What is being asked. Copy the data precisely, keeping every character.

──────── Records for the task

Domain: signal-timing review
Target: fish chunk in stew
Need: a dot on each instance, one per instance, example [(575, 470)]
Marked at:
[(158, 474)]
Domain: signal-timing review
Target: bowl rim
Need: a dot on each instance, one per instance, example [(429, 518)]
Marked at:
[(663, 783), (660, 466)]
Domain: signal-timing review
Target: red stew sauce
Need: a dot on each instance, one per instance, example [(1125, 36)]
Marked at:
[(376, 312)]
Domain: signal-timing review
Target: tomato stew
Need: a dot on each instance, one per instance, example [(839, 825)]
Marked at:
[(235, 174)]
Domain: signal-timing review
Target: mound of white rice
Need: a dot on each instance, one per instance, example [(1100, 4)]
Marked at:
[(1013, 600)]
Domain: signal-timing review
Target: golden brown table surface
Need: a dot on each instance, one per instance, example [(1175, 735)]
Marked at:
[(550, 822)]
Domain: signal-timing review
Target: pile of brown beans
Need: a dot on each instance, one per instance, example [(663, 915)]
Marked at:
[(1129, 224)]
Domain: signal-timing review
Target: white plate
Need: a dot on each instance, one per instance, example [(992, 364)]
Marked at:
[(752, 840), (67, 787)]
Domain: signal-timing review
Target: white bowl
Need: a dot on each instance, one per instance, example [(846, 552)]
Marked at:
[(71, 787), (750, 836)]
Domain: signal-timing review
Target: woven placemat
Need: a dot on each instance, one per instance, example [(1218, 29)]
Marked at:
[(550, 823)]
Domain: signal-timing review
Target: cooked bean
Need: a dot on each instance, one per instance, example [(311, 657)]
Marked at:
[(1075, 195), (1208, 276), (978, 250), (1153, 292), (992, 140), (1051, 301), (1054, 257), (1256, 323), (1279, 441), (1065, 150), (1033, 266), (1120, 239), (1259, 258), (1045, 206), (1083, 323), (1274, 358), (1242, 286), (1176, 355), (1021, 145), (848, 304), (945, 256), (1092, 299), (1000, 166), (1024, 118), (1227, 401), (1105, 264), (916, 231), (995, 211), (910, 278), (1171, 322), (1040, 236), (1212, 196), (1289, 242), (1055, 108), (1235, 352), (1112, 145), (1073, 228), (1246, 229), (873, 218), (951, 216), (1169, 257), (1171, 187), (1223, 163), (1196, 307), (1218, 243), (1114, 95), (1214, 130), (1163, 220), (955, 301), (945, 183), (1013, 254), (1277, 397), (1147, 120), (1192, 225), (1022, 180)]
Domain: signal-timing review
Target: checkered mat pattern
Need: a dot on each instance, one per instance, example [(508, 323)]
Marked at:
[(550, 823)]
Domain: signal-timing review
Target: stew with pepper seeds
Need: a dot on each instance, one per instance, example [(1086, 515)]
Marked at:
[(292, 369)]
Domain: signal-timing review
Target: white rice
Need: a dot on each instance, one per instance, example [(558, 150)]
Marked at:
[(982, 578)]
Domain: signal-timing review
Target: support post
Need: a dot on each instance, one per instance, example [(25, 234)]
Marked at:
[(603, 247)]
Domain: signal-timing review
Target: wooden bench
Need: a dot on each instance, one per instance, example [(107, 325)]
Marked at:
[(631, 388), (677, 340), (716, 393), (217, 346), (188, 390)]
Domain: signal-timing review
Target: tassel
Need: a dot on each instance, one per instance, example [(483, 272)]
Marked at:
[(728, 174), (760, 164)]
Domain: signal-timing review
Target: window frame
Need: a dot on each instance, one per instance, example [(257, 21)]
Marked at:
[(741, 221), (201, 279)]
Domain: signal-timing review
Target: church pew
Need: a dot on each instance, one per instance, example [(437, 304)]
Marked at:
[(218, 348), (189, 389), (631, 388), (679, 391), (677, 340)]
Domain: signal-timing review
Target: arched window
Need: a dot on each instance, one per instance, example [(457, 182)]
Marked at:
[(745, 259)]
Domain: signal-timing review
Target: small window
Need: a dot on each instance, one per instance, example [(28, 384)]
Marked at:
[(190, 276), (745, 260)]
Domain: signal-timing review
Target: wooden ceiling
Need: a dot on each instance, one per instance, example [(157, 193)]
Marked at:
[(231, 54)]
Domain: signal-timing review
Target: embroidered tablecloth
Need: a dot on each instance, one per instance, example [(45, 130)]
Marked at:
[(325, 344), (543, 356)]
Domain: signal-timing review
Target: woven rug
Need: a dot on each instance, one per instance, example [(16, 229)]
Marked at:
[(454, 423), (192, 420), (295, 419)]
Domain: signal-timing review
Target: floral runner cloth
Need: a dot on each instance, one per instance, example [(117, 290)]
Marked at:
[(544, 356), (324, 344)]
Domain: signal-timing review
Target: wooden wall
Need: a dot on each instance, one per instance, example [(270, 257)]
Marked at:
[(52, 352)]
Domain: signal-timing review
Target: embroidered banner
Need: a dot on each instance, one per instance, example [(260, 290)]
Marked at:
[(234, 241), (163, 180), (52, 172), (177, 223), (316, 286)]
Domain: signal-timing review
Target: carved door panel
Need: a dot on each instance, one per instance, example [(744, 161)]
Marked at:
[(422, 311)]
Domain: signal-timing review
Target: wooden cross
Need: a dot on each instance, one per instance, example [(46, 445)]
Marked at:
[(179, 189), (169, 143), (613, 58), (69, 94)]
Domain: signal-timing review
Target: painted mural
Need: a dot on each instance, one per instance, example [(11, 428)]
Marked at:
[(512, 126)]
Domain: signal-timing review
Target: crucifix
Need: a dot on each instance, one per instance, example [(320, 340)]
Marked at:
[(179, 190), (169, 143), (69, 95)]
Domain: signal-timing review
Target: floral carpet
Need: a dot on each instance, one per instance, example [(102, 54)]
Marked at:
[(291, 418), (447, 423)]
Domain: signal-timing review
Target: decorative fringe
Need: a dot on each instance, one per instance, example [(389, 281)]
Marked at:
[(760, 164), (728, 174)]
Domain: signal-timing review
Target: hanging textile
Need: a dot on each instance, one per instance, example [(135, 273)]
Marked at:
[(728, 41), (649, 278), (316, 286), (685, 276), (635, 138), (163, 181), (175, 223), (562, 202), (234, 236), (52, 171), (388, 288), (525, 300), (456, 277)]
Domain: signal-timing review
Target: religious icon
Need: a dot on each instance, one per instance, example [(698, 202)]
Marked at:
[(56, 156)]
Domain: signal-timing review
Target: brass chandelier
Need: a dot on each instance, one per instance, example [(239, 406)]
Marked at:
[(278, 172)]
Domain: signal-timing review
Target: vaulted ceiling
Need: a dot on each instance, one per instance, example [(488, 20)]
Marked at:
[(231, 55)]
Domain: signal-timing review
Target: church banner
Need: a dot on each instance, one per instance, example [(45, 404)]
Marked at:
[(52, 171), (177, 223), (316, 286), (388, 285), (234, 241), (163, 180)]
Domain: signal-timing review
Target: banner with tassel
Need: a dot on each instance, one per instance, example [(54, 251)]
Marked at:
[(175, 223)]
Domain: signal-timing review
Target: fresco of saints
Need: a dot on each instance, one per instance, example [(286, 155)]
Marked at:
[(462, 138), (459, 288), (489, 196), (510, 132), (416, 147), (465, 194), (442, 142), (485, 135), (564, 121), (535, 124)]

────────────────

Reply to the exercise.
Domain: signal-timing review
Target: fish chunk in stew
Need: a dot on each instance, one per instance, example [(575, 470)]
Marked at:
[(158, 474)]
Domain: signal-timing review
Target: bowl rim
Need: a dot on each instance, one per instance, example [(429, 518)]
Marked at:
[(663, 783), (660, 466)]
Domain: signal-timing review
Target: red stew sauce
Need: a dot on each instance, one per instance, example [(1125, 36)]
Marked at:
[(376, 312)]
Domain: signal-timing review
Target: tomato stew
Need: a dot on each instance, one per instance, example [(839, 825)]
Marked at:
[(235, 174)]
Domain: signal-timing review
Target: mound of white rice
Need: a dot on each instance, one per instance, example [(1100, 4)]
Marked at:
[(1013, 600)]
Domain: signal-timing review
Target: golden brown table surface
Need: a dot on each instance, one per instance, example [(1175, 735)]
Marked at:
[(550, 822)]
Domain: signal-timing review
Target: pile of brown beans
Need: a dot on each instance, one per instance, example [(663, 915)]
Marked at:
[(1129, 224)]
Domain: signal-timing review
Target: white plate
Need: a dot on each instance, one per instance, example [(992, 364)]
Marked at:
[(752, 840), (67, 787)]
Domain: signal-timing review
Target: white bowl
Need: a dot on each instance, one per instance, example [(846, 552)]
Marked at:
[(71, 787), (750, 836)]
Domain: signal-timing review
Target: woven placemat
Need: a dot on each instance, one per instance, example [(1218, 29)]
Marked at:
[(550, 823)]
Domain: signal-timing review
Target: cooked bean
Need: a dot on each instance, one per instance, example [(311, 657)]
Marked at:
[(1075, 195), (1208, 276), (978, 250), (1153, 292), (992, 140), (1051, 301), (1054, 257), (1256, 323), (1279, 441), (1065, 150), (1033, 266), (1120, 239), (1259, 258), (1045, 206), (1083, 323), (1274, 358), (1242, 286), (1176, 355), (1021, 145), (848, 304), (945, 256), (1092, 299), (1000, 166), (1024, 118), (1227, 401), (1105, 264), (916, 231), (995, 211), (910, 278), (1171, 322), (1040, 236), (1212, 196), (1289, 242), (1055, 108), (1235, 352), (1112, 145), (1073, 228), (1246, 229), (873, 218), (951, 216), (1169, 257), (1171, 187), (1223, 163), (1196, 307), (1218, 243), (1114, 95), (1214, 130), (1163, 220), (955, 301), (945, 183), (1013, 254), (1277, 397), (1147, 120), (1192, 225), (1022, 180)]
Domain: signal-timing review
Target: checkered mat pattern
Need: a dot on each instance, one per instance, example [(508, 323)]
Marked at:
[(550, 823)]
Domain: signal-timing review
Target: stew with pepper seeds
Need: a dot on each instance, one per instance, example [(1086, 515)]
Marked at:
[(292, 369)]
Domain: signal-timing review
Target: white rice
Need: a dot on each instance, one per instance, example [(558, 150)]
Marked at:
[(982, 578)]
Domain: signal-timing review
Target: support post
Need: a dot on each instance, one per instance, example [(25, 234)]
Marked at:
[(603, 247)]
Domain: signal-timing review
Target: wooden bench
Need: a dot on each instance, one per instance, example [(107, 325)]
Marked at:
[(631, 388), (677, 340), (716, 393), (217, 346), (188, 390)]
Domain: signal-timing review
Target: tassel
Need: a dot on each instance, one per instance, example [(483, 272)]
Marked at:
[(728, 174), (760, 164)]
Domain: signal-timing review
Target: window frame
Need: a dot on each instance, one per instance, example [(257, 21)]
Marked at:
[(741, 221), (201, 279)]
Domain: signal-timing review
Target: church pew
Need: a dot on each instance, one per instance, example [(437, 304)]
Marked at:
[(218, 348), (189, 389), (631, 388), (679, 391), (677, 340)]
Domain: signal-timing review
Target: arched window
Need: a dot on each instance, one per instance, example [(457, 182)]
Marked at:
[(745, 259)]
Domain: signal-timing review
Target: small window
Need: a dot on each instance, one per instance, example [(28, 384)]
Marked at:
[(190, 276), (745, 260)]
Domain: signal-timing review
Target: wooden ceiling
Need: a dot on each instance, one per instance, example [(157, 193)]
Marked at:
[(231, 54)]
Domain: signal-timing review
Target: embroidered tablecloth
Need: a dot on each instance, one per instance, example [(45, 130)]
Marked at:
[(325, 344), (543, 356)]
Domain: signal-timing review
Target: woven rug
Need: a dot on each instance, one per instance, example [(16, 229)]
Marked at:
[(454, 423), (192, 420), (295, 419)]
Domain: signal-timing review
Target: floral runner cloth
Need: a dot on each instance, one per instance, example [(117, 290)]
Marked at:
[(544, 356), (324, 344)]
Domain: signal-timing review
Target: wooden wall
Need: a dot on each instance, one per instance, example [(270, 257)]
Marked at:
[(52, 352)]
Domain: signal-timing review
Target: embroidered banner
Need: a dot on each instance, one per instance, example [(260, 290)]
Marked at:
[(234, 241), (163, 180), (52, 172), (177, 223), (316, 286)]
Domain: signal-timing review
Target: carved door panel
Need: a dot on each instance, one per instance, example [(744, 161)]
Marked at:
[(422, 311)]
Domain: signal-timing review
Target: wooden cross
Need: a dot on each instance, one per instance, example [(46, 445)]
Marked at:
[(179, 189), (169, 143), (613, 58), (69, 94)]
Domain: signal-timing review
Target: painted mural
Need: a dot on each instance, one per instance, example [(11, 428)]
Marked at:
[(512, 126)]
Domain: signal-timing review
Target: crucifix
Need: a dot on each instance, one per instance, example [(320, 340)]
Marked at:
[(179, 190), (169, 143), (69, 95)]
Domain: signal-timing review
Target: floral carpet
Need: a dot on each instance, one per instance, example [(102, 54)]
Marked at:
[(291, 418), (447, 423)]
Domain: signal-timing review
Target: decorative fringe
Need: a dot on each instance, one per instance, example [(389, 281)]
Marked at:
[(760, 164), (728, 174)]
Domain: signal-timing review
Target: hanging textile
Need: a dot on each instance, one per instance, example [(135, 273)]
Marked at:
[(728, 41), (649, 278), (316, 286), (685, 276), (635, 138), (163, 181), (175, 223), (562, 202), (234, 236), (52, 171), (388, 288), (525, 300), (456, 277)]
Domain: signal-timing review
Target: religious icon
Need: a dot on each instance, one per instance, example [(698, 202)]
Marked at:
[(56, 156)]
Domain: signal-timing review
Target: brass chandelier
Need: a dot on each instance, one per instance, example [(239, 406)]
Marked at:
[(278, 172)]
Domain: signal-timing review
Target: vaulted ceiling
Need: a dot on each instance, one per instance, example [(488, 20)]
Marked at:
[(231, 55)]
Domain: signal-timing review
Target: church banner
Need: a dot on each instance, one per instance, example [(45, 404)]
Marked at:
[(52, 171), (177, 223), (316, 286), (388, 285), (234, 241), (163, 180)]
Domain: signal-timing review
Target: banner with tassel
Need: a dot on each instance, one per instance, example [(54, 251)]
Marked at:
[(175, 223)]
Domain: signal-timing review
Target: fresco of saints
Need: a dot on each instance, one per instance, example [(286, 155)]
Marked at:
[(462, 138), (459, 288), (489, 196), (510, 132), (416, 147), (465, 194), (442, 142), (485, 135), (564, 121), (535, 124)]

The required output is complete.